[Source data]
☆ ☆ ☆ ☆ ☆ ☆ ☆

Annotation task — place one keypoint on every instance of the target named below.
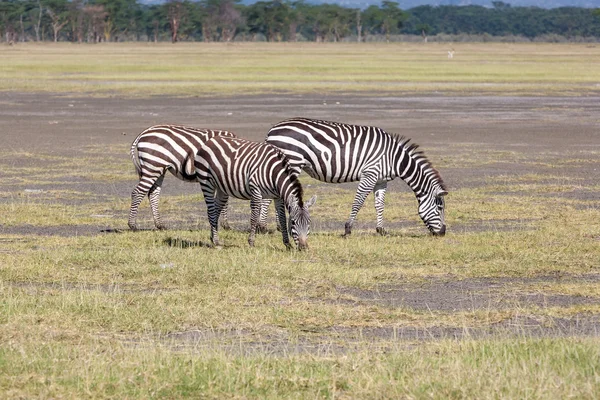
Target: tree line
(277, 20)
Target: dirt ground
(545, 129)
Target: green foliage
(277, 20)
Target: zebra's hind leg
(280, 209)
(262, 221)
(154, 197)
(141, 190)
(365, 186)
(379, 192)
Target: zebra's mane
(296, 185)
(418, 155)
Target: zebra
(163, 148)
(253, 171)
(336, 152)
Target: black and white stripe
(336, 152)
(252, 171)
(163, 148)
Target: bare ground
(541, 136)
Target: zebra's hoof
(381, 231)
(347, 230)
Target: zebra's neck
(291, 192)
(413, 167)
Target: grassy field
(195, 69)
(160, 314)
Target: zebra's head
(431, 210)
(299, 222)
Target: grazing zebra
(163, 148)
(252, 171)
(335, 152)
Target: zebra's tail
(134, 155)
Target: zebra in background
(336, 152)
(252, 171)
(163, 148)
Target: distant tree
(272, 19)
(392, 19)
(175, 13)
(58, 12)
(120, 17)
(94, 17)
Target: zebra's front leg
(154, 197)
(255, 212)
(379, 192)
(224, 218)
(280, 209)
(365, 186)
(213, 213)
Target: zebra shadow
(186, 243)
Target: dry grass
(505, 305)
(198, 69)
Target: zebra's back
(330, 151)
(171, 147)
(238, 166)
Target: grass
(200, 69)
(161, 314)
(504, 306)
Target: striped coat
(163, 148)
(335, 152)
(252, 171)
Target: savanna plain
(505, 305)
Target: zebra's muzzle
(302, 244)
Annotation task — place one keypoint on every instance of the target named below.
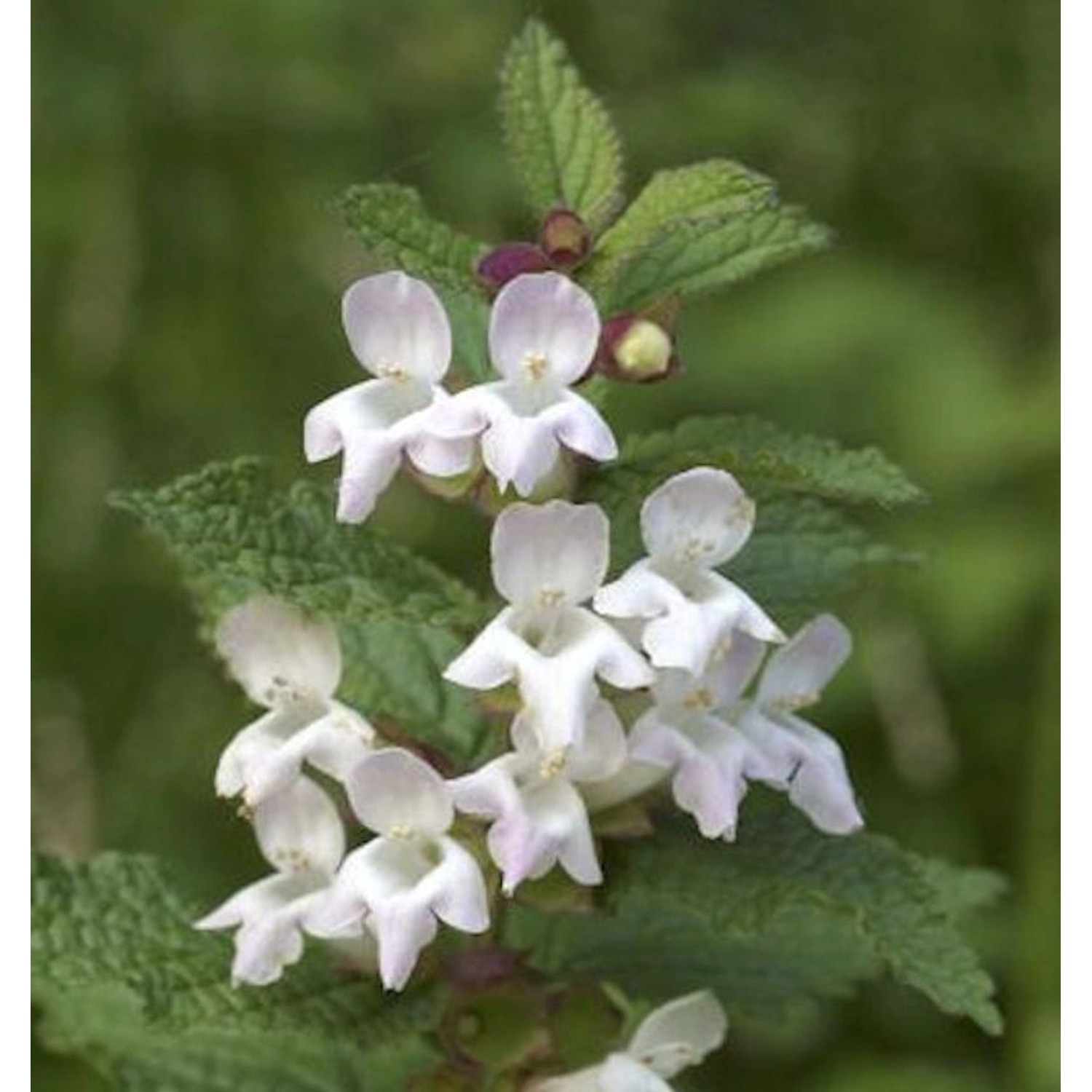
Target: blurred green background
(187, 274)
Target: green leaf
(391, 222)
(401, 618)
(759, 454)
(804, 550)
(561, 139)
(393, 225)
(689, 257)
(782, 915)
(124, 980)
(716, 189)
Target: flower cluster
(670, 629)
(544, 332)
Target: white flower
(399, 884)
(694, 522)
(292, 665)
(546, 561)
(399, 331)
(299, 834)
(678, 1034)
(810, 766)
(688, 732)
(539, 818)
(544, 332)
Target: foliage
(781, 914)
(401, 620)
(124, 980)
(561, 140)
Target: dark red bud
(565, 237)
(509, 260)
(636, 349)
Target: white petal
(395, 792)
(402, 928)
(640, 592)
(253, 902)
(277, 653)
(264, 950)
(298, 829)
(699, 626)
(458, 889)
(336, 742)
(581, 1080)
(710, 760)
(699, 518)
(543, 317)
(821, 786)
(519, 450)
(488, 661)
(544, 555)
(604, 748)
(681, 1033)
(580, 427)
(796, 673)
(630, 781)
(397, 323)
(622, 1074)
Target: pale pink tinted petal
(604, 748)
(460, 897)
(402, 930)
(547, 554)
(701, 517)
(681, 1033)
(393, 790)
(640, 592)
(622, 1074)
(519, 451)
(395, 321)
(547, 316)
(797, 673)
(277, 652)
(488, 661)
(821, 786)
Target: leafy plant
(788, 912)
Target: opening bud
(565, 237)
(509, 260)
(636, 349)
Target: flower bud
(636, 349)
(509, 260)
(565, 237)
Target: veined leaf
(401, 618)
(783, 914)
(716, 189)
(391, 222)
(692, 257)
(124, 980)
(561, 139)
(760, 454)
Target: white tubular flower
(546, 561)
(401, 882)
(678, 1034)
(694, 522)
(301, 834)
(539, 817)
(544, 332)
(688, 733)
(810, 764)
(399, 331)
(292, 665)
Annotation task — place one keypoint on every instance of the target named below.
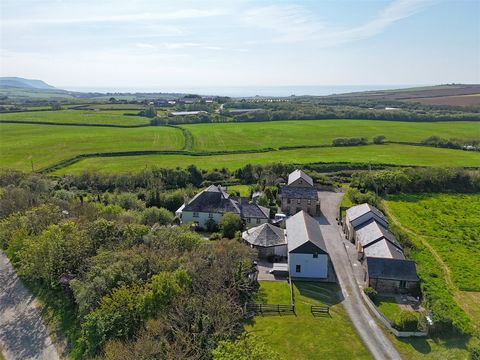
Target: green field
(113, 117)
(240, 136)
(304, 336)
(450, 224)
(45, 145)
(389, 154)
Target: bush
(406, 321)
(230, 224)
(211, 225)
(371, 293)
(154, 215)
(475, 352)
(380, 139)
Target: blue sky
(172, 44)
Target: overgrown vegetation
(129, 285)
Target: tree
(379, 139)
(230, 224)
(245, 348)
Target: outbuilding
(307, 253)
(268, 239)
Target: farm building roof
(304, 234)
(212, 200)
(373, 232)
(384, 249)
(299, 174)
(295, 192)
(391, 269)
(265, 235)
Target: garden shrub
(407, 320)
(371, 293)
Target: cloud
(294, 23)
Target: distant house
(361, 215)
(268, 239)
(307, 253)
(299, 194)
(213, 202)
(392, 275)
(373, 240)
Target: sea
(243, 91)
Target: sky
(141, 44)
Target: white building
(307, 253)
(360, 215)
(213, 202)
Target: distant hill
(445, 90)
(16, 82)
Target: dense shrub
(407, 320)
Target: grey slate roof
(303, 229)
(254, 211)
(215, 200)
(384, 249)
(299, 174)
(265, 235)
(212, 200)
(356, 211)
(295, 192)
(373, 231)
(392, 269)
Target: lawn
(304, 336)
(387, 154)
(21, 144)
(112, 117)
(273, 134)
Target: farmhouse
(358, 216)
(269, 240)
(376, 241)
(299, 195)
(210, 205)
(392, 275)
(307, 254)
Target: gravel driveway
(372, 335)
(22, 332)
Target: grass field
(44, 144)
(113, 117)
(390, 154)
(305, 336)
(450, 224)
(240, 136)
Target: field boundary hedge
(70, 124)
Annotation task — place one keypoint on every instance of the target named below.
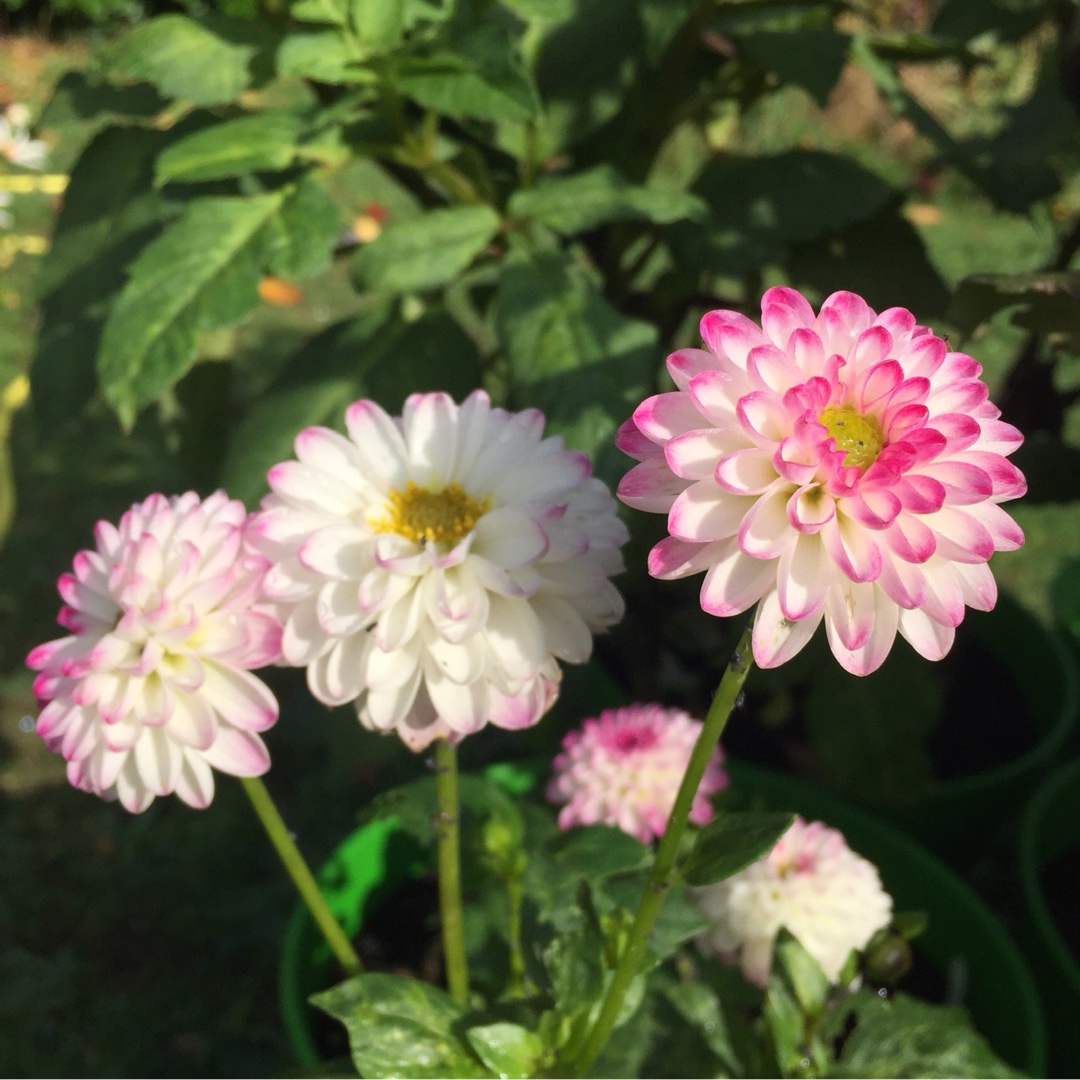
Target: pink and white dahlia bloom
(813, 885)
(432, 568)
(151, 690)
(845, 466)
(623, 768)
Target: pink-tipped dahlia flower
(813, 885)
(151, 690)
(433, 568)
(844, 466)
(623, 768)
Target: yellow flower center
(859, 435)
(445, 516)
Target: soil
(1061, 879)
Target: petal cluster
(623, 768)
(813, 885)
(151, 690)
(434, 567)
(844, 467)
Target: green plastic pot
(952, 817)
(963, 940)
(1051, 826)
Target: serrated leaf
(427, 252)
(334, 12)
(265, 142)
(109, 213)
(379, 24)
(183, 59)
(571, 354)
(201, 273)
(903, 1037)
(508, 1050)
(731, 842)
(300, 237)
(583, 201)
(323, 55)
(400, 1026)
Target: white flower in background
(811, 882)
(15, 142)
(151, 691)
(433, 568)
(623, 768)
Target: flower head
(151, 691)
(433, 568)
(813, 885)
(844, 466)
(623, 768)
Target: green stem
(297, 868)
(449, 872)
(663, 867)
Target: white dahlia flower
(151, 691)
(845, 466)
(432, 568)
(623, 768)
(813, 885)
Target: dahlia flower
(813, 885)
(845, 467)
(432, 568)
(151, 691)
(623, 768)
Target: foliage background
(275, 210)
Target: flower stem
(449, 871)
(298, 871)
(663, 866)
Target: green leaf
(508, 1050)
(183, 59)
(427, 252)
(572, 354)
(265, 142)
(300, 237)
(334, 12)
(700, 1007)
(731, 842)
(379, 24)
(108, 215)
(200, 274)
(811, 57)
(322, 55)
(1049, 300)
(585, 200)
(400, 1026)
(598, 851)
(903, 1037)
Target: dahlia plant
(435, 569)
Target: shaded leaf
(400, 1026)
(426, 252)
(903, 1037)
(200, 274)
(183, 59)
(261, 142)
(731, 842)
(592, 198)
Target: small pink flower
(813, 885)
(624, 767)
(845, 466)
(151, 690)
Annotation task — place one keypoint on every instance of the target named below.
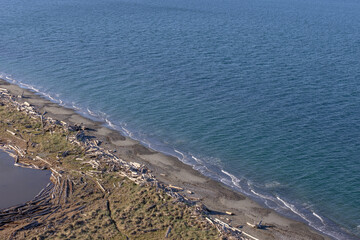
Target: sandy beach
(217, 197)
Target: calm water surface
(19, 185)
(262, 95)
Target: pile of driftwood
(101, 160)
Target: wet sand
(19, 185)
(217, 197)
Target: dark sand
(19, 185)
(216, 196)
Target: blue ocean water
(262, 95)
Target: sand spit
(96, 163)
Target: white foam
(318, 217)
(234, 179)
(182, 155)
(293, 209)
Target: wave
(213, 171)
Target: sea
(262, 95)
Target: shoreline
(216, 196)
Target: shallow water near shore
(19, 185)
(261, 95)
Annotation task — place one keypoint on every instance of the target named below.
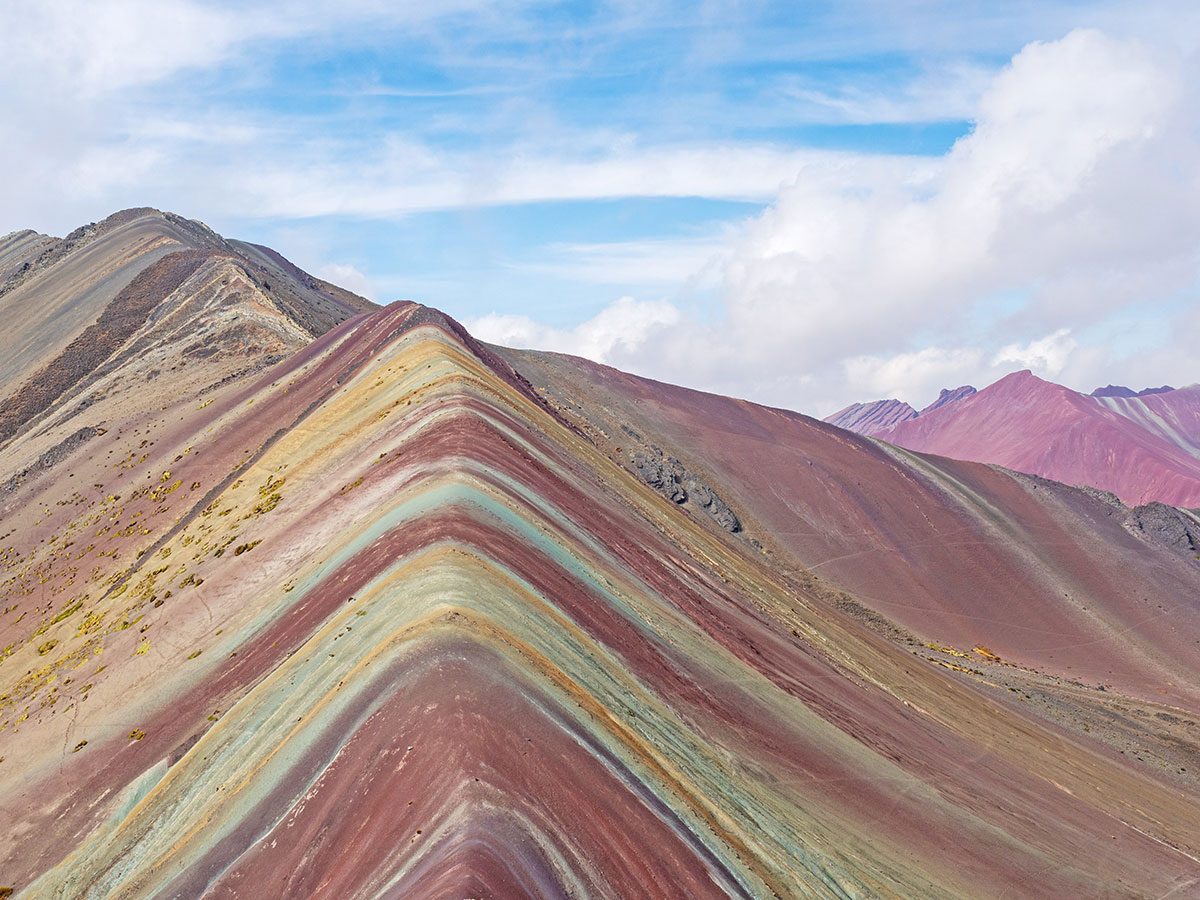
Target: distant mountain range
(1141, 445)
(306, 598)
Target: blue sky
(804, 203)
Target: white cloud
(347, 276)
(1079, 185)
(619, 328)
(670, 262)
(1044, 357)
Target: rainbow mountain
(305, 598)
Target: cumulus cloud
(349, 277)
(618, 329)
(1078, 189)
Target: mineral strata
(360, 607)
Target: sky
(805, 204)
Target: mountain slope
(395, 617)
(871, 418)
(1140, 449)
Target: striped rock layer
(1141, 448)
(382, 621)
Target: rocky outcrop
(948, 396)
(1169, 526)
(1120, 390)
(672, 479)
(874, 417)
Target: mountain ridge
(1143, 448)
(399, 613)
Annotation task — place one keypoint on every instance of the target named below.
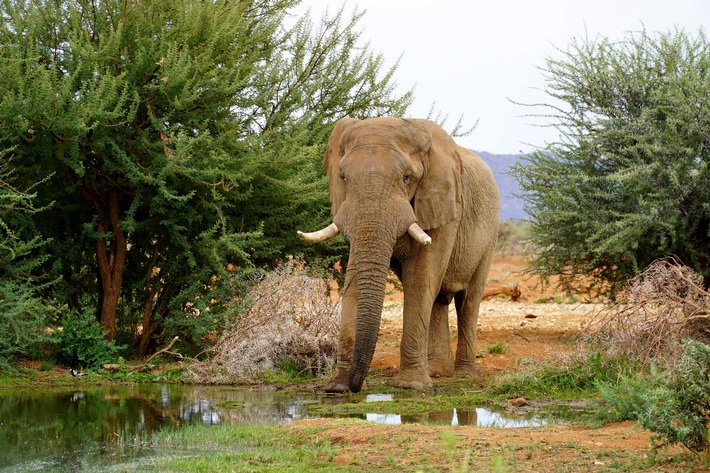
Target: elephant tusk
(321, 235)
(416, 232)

☆ ☆ ☆ ☆ ☆ ☆ ☆

To do =
Each line from the one containing "Target: white flower in background" through the last line of the listing is to be given again exactly, with no pictures and no other lines.

Task solution =
Target: white flower in background
(811, 882)
(15, 142)
(151, 691)
(433, 568)
(623, 768)
Target: flower head
(151, 691)
(433, 568)
(813, 885)
(844, 466)
(623, 768)
Target: green stem
(297, 868)
(449, 872)
(663, 867)
Target: white dahlia flower
(151, 691)
(845, 466)
(432, 568)
(623, 768)
(813, 885)
Target: dahlia flower
(813, 885)
(845, 467)
(432, 568)
(151, 691)
(623, 768)
Target: foliage background
(275, 210)
Target: flower stem
(449, 871)
(298, 871)
(663, 866)
Target: green leaf
(508, 1050)
(183, 59)
(427, 252)
(572, 354)
(265, 142)
(300, 237)
(334, 12)
(700, 1007)
(731, 842)
(379, 24)
(108, 215)
(200, 274)
(811, 57)
(322, 55)
(1049, 300)
(585, 200)
(400, 1026)
(598, 851)
(903, 1037)
Target: dahlia plant
(435, 569)
Target: shaded leaf
(400, 1026)
(426, 252)
(903, 1037)
(200, 274)
(183, 59)
(261, 142)
(731, 842)
(592, 198)
Target: small pink flower
(813, 885)
(624, 767)
(845, 466)
(151, 690)
Annotation task — place one keypoint on every instance of the target named below.
Target: sandy beach
(217, 197)
Target: calm water surface
(19, 185)
(262, 95)
Target: pile of driftwood
(101, 160)
Target: wet sand
(19, 185)
(217, 197)
Target: dark sand
(19, 185)
(216, 196)
Target: blue ocean water
(262, 95)
Target: sand spit
(96, 163)
Target: white foam
(318, 217)
(234, 179)
(182, 155)
(293, 209)
Target: wave
(213, 171)
Target: sea
(262, 95)
Target: shoreline
(216, 196)
Target: shallow water near shore
(19, 185)
(261, 95)
Annotation task — place one keypoint on every instance of the target named below.
Target: distant mountain range
(1141, 445)
(306, 598)
Target: blue sky
(804, 203)
Target: white cloud
(347, 276)
(1079, 185)
(619, 328)
(670, 262)
(1044, 357)
Target: rainbow mountain
(305, 598)
Target: cumulus cloud
(349, 277)
(618, 329)
(1078, 189)
Target: mineral strata
(360, 607)
Target: sky
(805, 204)
Target: mountain slope
(395, 617)
(871, 418)
(1140, 449)
Target: striped rock layer
(1141, 448)
(382, 621)
Target: rocky outcrop
(948, 396)
(1169, 526)
(1120, 390)
(672, 479)
(874, 417)
Target: mountain ridge
(1143, 448)
(399, 613)
Annotation task — place one keypoint on every instance of the target named below.
Target: elephant tusk
(321, 235)
(416, 232)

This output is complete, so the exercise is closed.